◆ WHAT YOU WILL DO ◆
1. In the stock blog post, rewrite the passage from "THE PAINTED PIGS" up to and including "WITH THE SHOW.....", swapping "FARM" for "OFFICE".
2. Answer these questions using the stock blog post:
(a) Which weekend does the post cover?
(b) What was down the night before, keeping the pig from reaching the farm computer?
(c) How many shares of AAA.V does the pig own?

◆ DOCUMENT EXCERPT ◆

--------------------

THE PAINTED PIGS WEEKEND WONDERS APRIL 3-4, 2010

THE PIG APOLOGIZES. THE BLOG SERVICE WAS DOWN LAST NIGHT AND THE PIG WAS UNABLE TO GET SERVICE TO THE FARM COMPUTER. ALONG WITH THIS WEEKENDS USUAL SCANS, A SPECIAL REPORT ON A LONG TERM PICK OF THE PIGS, AAA.V, ALLANA POTASH. SO RATHER THAN DILLY DALLY, LETS GET TO THE BUSINESS AT HAND.

ON WITH THE SHOW.....




AAA.V..THE PIGS GOT A LOVE FOR THIS CHART. IT STILL SCANS SOME NICE NUMBERS. IT HAS EXCEPTIONAL MANAGEMENT, IT HAS TWO EXCEPTIONAL PROPERTIES. IT HAS AN EXCEPTIONAL OPORTUNITY FOR PROMOTION, AND A FEW OTHER HIGHLY PRIZED ATTRIBUTES VALUED IN A STOCK. BEST OF ALL, BECAUSE OF ITS PROXIMITY TO SEVERAL INTERNATIONAL MAJORS,  ITS HEADED RIGHT INTO THE MIDDLE OF A POTENTIAL BIDDING WAR. THE PIGS TARGET OF $3 BY THE FALL IS NO DOUBT A CURIOSITY AND A BIT LAUGHABLE TO SOME. THE PIG HAS QUITE A SENSE OF HUMOUR.....BUT HE IS VERY SERIOUS ABOUT THIS COMPANY. THE PIG OWNS OVER 50,000 SHARES OF AAA.V.

--------------------

◆ DATA LINES ◆

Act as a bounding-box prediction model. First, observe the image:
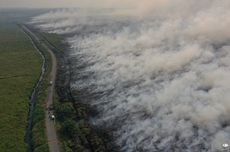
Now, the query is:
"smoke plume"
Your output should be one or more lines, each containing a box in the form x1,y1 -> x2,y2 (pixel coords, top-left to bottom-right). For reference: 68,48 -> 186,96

--------------------

◆ EXPECTED ANSWERS ◆
1.
THE PAINTED PIGS WEEKEND WONDERS APRIL 3-4, 2010

THE PIG APOLOGIZES. THE BLOG SERVICE WAS DOWN LAST NIGHT AND THE PIG WAS UNABLE TO GET SERVICE TO THE OFFICE COMPUTER. ALONG WITH THIS WEEKENDS USUAL SCANS, A SPECIAL REPORT ON A LONG TERM PICK OF THE PIGS, AAA.V, ALLANA POTASH. SO RATHER THAN DILLY DALLY, LETS GET TO THE BUSINESS AT HAND.

ON WITH THE SHOW.....

2.
(a) April 3-4, 2010
(b) The blog service
(c) Over 50,000 shares